• _READING PASSAGE_:

----

That would save money in the hardware design,  and since the Numitron itself is so freaking simple,   the display tubes were cheaper than the competition. So it wasn’t a terrible idea. But, as you might be able to tell just from looking at them, the execution of the idea left quite a lot to be desired. If I could describe these in a word, it would be janky.

Or perhaps slapdash. Nothing about these feels like a finished product that should exist. They just look way too crude! The extremely thin segments lead to them being not very legible, and the arrangement of those segments is just… awful. There’s way too much of a gap between them and the vertical segments extend uncomfortably beyond the top and bottom segments which just looks weird.

And they didn’t lean the 8 to accommodate the decimal point at the bottom so the display is off-center in the tube which is infuriating. But its problems don’t end there. Do you notice something wrong about the background? For reasons that I cannot fathom, RCA decided to make the support board for the filaments grey. That was a mistake. It should be black, or at least as dark as possible. Because, ya see, any ambient light that hits these things is going to brighten that background and make the glowing filaments harder to see.

And, if that weren’t enough, even in a pitch-black room the filaments themselves illuminate that support board enough to where contrast is reduced, making the already kind of hard to parse numbers just a little bit harder to identify. Now, I will give them the benefit of the doubt and say that there could be some materials reason this isn’t black - maybe a nice, dark background wouldn’t survive the heat of the glass-sealing process. But I mean, these VFD tubes have a much darker background so… And it might be hard to tell but these aren’t even straight - and I don’t mean my handwork when installing the sockets. The internal support structure holding the filaments is leaning noticeably in several of these tubes so with all the tubes fully seated, the numbers are slightly crooked and with multiple tubes you’ll never have a perfectly aligned display unless you commit to a lot of fiddling. Honestly, I don’t think anyone at RCA was particularly proud of these things.

----

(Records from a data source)
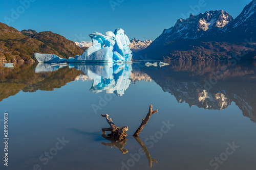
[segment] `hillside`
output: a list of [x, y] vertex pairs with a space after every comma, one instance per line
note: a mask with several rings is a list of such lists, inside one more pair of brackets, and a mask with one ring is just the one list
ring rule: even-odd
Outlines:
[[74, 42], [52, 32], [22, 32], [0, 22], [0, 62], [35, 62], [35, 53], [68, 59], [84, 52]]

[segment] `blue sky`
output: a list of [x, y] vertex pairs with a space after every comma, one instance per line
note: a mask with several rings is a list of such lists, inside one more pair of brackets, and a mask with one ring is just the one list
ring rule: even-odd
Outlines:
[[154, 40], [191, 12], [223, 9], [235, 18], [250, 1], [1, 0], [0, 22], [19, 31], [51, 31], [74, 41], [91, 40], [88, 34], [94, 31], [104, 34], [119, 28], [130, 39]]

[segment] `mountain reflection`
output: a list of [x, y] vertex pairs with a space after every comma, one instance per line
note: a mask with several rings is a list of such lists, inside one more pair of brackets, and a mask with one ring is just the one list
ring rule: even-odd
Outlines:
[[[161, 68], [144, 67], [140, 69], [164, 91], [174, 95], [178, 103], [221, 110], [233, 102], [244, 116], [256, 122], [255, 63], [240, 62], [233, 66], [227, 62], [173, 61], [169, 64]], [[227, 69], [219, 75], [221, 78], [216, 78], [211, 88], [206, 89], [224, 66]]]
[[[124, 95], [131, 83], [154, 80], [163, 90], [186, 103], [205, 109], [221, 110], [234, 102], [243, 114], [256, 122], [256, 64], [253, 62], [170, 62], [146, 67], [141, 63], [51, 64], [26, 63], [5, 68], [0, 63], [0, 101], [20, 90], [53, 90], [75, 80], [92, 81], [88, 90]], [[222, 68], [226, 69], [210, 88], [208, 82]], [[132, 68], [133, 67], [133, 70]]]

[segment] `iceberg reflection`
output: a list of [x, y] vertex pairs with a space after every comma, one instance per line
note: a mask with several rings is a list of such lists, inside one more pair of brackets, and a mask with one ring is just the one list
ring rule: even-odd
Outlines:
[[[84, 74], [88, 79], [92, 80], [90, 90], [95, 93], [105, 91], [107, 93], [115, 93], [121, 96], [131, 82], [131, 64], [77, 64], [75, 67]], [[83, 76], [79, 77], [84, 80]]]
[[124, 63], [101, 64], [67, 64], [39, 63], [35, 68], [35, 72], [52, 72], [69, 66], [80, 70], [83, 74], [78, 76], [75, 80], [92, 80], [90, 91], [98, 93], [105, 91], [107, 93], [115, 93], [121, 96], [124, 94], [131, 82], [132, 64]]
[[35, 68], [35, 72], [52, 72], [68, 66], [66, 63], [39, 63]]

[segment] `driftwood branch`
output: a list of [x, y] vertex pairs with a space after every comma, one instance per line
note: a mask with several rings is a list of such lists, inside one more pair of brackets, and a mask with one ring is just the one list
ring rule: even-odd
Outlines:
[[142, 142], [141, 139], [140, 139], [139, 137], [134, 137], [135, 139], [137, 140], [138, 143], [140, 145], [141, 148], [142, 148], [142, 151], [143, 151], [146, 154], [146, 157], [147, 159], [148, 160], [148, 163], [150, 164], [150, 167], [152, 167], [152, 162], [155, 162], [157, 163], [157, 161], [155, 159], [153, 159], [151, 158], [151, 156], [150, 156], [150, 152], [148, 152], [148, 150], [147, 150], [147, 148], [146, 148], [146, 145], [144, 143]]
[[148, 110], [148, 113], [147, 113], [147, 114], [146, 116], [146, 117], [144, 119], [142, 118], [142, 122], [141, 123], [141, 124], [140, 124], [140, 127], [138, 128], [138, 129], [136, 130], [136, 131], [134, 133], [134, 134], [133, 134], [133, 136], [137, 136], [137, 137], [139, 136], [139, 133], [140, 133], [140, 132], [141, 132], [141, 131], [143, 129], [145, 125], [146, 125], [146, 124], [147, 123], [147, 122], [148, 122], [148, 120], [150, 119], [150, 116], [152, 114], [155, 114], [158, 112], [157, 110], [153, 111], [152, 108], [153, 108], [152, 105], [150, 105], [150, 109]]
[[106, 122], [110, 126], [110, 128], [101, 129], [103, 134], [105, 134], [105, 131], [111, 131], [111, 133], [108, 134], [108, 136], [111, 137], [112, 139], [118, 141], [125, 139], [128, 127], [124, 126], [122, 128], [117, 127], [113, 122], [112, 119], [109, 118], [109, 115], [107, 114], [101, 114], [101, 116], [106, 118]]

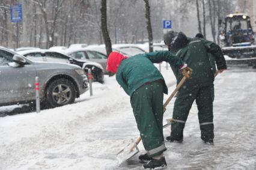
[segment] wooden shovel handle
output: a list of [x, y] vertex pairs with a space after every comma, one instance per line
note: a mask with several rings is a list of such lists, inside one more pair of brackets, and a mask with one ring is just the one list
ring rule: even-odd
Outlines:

----

• _PROBLEMS TO SOLVE_:
- A) Please print the section of the Numitron tube passage that begins with the words containing "That would save" and ends with "would be janky.", copying every word as it stands.
- B) Carry on the passage about RCA's Numitron tubes, picking up right after its final sentence.

• _ANSWERS BELOW_:
- A)
That would save money in the hardware design,  and since the Numitron itself is so freaking simple,   the display tubes were cheaper than the competition. So it wasn’t a terrible idea. But, as you might be able to tell just from looking at them, the execution of the idea left quite a lot to be desired. If I could describe these in a word, it would be janky.

- B)
I mean, if they were, I would think they would have tried a little harder. Just look at the datasheet. These are the other varieties RCA sold. A plus or minus tube. Wow.

And a plus or minus 1 tube. Really workin’ hard over there. In this promo piece about them, we don’t learn whose idea this was.

We just hear from Robert D. Reichert, the manager of the whole dang tube design department. And RCA didn’t bother putting a patent number or  even patent pending on these boxes which are specifically branded Numitron. That made me wonder if they even bothered patenting it. Honestly the only nice thing about these is their name: Numitron.

That’s pretty cool. But it’s also lazy! This is literally just numi (short for numerical I guess) and tron. And back then tron was as infectious a buzzword as AI is today. I was starting to lose my mind over the origin of these things.

The idea seems simultaneously too obvious (this write-up in Popular Electronics even says as much) yet these are also just… not good. I could not rest until I found the patent and who invented these. Luckily I did, and here it is.

Apparently these were the brainchild of Richard Arthur Bonnette and Norman Lee Lindburg. Now, RCA was a huge research-driven organization back then so it’s plausible that these were just two names pulled out of a hat and I kind of hope it was. This does not scream quality. Editor’s note: while looking for a different patent (the one showing the projection displays which used little light bulbs) I ran across this patent issued in 1959 to Art Garfunkl - I mean A. R. Garfinkel. And… well, sure enough the idea was too obvious and RCA was not the first to have this idea. The implementation here is very different, though - it’s in a flat package (which is gonna come up again later) but most importantly, if I’m understanding the diagrams correctly, the filaments are producing light indirectly  and it’s guided towards a mask with small slits at the front.

I’m guessing this concept never made it to production, and that drawing implies it’s got the widest bezels you’ve ever seen. But I wanted to throw it in here. You can see from the datasheet that RCA was grasping at straws trying to sell these things. Oh sure, low-voltage operation is very real and  objectively a good differentiator.

But “void of clutter” is clearly a dig at Nixies, and the whole “oh, it’s incandescent with a wide spectral output so you can use color filters to obtain a display of any desired color” is true, but a stretch. I mean, sure, but good luck with blue. RCA designed them to last 100,000 hours and, well, that’s only gonna be possible if the filaments burn quite dimly. So they’re not producing much light towards the blue end of the spectrum and a blue filter will really cut their output. Now, to be fair the tubes can be a lot  brighter than they appear in this clock.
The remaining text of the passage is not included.